*Work to be completed*
Could you give the part of the material below that starts at the line containing "-- Look at the image above and detect the chair" and runs through the last line of the material, both ends included, as a JSON list of strings with one string per line and blank lines left out?

★ ★ ★ ★ ★ ★ ★

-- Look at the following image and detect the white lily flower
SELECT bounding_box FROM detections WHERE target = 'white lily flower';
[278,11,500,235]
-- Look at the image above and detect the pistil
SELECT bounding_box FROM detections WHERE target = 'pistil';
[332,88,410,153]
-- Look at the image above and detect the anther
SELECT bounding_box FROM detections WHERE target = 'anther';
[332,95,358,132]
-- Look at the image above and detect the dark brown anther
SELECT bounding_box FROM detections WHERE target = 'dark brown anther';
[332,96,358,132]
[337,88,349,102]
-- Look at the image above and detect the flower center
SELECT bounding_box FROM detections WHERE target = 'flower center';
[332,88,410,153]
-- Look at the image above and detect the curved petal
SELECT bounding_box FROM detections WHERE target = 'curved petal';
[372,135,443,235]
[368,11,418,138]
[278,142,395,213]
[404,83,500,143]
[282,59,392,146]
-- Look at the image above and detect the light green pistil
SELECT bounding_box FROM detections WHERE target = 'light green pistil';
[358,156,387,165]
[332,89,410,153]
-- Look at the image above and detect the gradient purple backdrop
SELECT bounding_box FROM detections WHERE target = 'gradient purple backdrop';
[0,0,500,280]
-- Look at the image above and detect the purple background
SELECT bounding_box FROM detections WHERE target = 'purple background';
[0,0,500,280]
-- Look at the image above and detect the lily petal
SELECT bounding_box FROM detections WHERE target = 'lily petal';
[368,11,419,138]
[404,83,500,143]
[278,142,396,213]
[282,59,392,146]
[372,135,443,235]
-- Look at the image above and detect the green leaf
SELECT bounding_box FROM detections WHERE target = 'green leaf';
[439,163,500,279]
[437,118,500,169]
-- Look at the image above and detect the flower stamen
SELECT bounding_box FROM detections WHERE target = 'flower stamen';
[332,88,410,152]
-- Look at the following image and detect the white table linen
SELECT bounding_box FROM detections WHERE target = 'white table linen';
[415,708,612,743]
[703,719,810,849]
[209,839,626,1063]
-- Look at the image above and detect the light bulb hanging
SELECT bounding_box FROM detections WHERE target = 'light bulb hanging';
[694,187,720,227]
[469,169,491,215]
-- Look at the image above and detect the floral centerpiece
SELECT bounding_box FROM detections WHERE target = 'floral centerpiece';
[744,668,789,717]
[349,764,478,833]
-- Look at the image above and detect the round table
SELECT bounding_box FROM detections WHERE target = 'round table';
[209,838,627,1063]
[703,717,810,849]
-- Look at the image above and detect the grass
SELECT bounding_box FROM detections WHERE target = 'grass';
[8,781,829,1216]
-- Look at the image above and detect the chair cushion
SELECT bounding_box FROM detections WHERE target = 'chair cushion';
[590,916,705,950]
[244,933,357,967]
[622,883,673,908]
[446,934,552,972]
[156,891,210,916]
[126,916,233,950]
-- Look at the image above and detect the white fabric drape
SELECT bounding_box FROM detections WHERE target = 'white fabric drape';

★ ★ ★ ★ ★ ★ ★

*Complete response*
[
  "-- Look at the image above and detect the chair cushion",
  "SELECT bounding_box FROM detections WHERE target = 'chair cushion';",
  "[590,916,705,950]",
  "[244,933,357,967]",
  "[622,883,673,908]",
  "[446,934,552,972]",
  "[156,891,210,916]",
  "[126,916,233,950]",
  "-- Look at the image above and detect the white fabric drape",
  "SELECT bounding_box FROM detections WHERE target = 'white fabric drape';"
]